----- Extracted material -----
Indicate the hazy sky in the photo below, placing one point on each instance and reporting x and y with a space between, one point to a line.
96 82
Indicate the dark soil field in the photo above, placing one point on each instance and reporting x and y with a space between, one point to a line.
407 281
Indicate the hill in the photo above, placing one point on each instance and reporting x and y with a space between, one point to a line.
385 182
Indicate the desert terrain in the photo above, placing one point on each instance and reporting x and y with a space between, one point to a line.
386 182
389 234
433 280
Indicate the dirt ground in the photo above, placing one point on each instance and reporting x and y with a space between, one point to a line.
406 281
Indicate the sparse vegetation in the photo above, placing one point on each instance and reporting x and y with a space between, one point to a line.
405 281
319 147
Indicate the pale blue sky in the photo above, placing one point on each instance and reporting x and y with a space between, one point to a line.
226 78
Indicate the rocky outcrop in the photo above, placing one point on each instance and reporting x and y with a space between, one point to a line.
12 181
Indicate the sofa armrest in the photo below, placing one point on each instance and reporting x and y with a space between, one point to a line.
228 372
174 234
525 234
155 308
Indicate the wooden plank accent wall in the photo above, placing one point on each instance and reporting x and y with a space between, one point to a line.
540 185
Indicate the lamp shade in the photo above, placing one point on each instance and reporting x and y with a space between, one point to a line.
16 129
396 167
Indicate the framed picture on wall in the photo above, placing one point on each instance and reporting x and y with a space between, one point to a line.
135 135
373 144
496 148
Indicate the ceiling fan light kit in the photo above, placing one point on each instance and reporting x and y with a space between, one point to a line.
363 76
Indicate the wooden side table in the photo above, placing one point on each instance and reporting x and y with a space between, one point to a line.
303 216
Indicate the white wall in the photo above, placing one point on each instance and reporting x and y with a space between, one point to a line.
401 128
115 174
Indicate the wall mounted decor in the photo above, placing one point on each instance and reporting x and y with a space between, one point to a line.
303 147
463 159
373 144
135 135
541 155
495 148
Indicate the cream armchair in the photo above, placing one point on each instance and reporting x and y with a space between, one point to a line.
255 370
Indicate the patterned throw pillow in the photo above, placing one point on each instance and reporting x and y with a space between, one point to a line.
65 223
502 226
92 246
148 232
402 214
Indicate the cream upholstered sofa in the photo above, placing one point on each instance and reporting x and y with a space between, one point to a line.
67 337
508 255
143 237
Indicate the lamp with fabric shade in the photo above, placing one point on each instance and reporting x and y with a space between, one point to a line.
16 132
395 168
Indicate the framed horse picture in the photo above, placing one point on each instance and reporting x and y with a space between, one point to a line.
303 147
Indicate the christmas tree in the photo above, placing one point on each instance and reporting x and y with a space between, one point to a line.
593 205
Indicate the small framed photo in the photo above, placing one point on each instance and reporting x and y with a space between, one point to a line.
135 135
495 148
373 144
-----
— Task description —
Please present every line of the material above as a Markdown table with two columns, No. and Text, numbering each row and leaving out blank lines.

— The solution —
| No. | Text |
|---|---|
| 1 | Indicate the hazy sky in the photo below, placing one point on each instance and reporting x and y with a space between, one point to a line. |
| 2 | 96 82 |
| 3 | Indicate the dark soil field in the photo above, placing one point on each instance and reporting x and y with a space between, one point to a line. |
| 4 | 407 281 |
| 5 | Indicate the hill in the photo above, placing one point on each instance and reporting x and y with a space between, one point to a line. |
| 6 | 385 182 |
| 7 | Indicate the desert terrain in the photo above, placing one point on each instance and reporting x and y with a space between, one point to a line. |
| 8 | 386 182 |
| 9 | 389 234 |
| 10 | 433 280 |
| 11 | Indicate the dirt ground in the photo above, placing one point on each instance and reporting x and y with a space between, one point to a line. |
| 12 | 406 281 |
| 13 | Indicate the sparse vegetation in the photo above, placing one point on each instance and reporting x and y with a space between, one point to a line. |
| 14 | 405 281 |
| 15 | 319 147 |
| 16 | Indicate the pale blue sky in the photo above, placing one point on each instance and reporting x and y with a space between, one point to a line. |
| 17 | 226 78 |
| 18 | Indicate the rocky outcrop in the photo above, placing one point on each instance and reporting x and y with a space between, one point to a line. |
| 19 | 12 181 |
| 20 | Indicate the sofa armrest in the photo below, placing one point on each instance and reporting x and y with a space between, one point to a line. |
| 21 | 228 372 |
| 22 | 174 234 |
| 23 | 525 234 |
| 24 | 155 308 |
| 25 | Indicate the wooden plank accent wall in the photo above, placing one point on each instance and reporting x and y with a space between, one point to a line. |
| 26 | 540 185 |
| 27 | Indicate the lamp shade in the photo above, placing one point on each instance and reporting x and y with a space between, one point to a line. |
| 28 | 16 129 |
| 29 | 396 167 |
| 30 | Indicate the framed picture on wall in the photo above, placing one point on each instance and reporting x and y with a space between, one point to a line. |
| 31 | 135 135 |
| 32 | 373 144 |
| 33 | 496 148 |
| 34 | Indicate the ceiling fan light kit in the photo above, placing one point on each instance and reporting x and y with a space between, one point to a line. |
| 35 | 363 76 |
| 36 | Indicate the wooden side table in the photo above, placing one point on each instance and reporting x and y with a space between, one point to a line. |
| 37 | 303 216 |
| 38 | Indicate the white wall in the photo above, placing one point on each instance and reporting x and y with a space between, one point to a line. |
| 39 | 401 128 |
| 40 | 115 174 |
| 41 | Indicate the wall mounted decor in the photo above, placing one point on each instance and reporting x and y with a space between, one point to a line. |
| 42 | 303 147 |
| 43 | 463 159 |
| 44 | 373 144 |
| 45 | 135 135 |
| 46 | 541 155 |
| 47 | 495 148 |
| 48 | Indicate the cream armchair in the photo above, placing one point on each instance and reporting x and y with a space between, one point to a line. |
| 49 | 255 370 |
| 50 | Indicate the patterned throw pillow in the photo above, placing one point on each instance and reporting x and y with a space between, one point to a line. |
| 51 | 65 223 |
| 52 | 502 226 |
| 53 | 92 246 |
| 54 | 148 232 |
| 55 | 402 214 |
| 56 | Indicate the cream upholstered sofa in the photo above, placing one point on each instance and reporting x and y with a space between, one point to a line. |
| 57 | 67 337 |
| 58 | 508 255 |
| 59 | 143 237 |
| 60 | Indicate the lamp with fabric shade in the photo above, placing one point on each instance and reporting x and y with a space between, one point to a line. |
| 61 | 16 132 |
| 62 | 395 168 |
| 63 | Indicate the framed horse picture in the photo above, placing one point on each instance and reporting x and y with a space between, one point to a line. |
| 64 | 303 147 |
| 65 | Indicate the christmas tree in the photo above, placing one point on each instance and reporting x and y with a space between, one point to a line. |
| 66 | 593 205 |
| 67 | Indicate the small framed photo in the photo above, placing one point on each instance and reporting x and y with a space between, one point to a line. |
| 68 | 135 135 |
| 69 | 495 148 |
| 70 | 373 144 |